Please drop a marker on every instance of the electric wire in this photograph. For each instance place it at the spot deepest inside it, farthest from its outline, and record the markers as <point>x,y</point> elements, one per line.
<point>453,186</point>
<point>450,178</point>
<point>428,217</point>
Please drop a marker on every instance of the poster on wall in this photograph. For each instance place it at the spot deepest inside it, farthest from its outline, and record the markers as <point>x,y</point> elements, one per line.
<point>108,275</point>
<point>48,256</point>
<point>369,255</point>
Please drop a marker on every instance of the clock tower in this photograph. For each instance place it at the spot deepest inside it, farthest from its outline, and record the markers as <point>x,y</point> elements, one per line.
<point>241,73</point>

-*-*-

▶ Exercise requirements: Reproduce all of the data above verbatim, line by line in the same order.

▶ Solution below:
Please drop a marker on every instance of the electric wire in this photograph. For each instance place it at the spot deepest inside it, farthest from its outline, and record the markers as <point>x,y</point> elements, one per line.
<point>453,186</point>
<point>450,178</point>
<point>428,217</point>
Please drop a marker on every instance of the poster on wall in this photograph. For each instance place it at the spot deepest inside it, farthest from its outline, and record the markers as <point>x,y</point> elements, one per line.
<point>108,275</point>
<point>48,256</point>
<point>369,255</point>
Please drop a marker on every instance of the clock tower in this photograph. For each instance place it at the spot deepest inside it, farthest from its outline, and record the markers as <point>x,y</point> elements, one per line.
<point>241,73</point>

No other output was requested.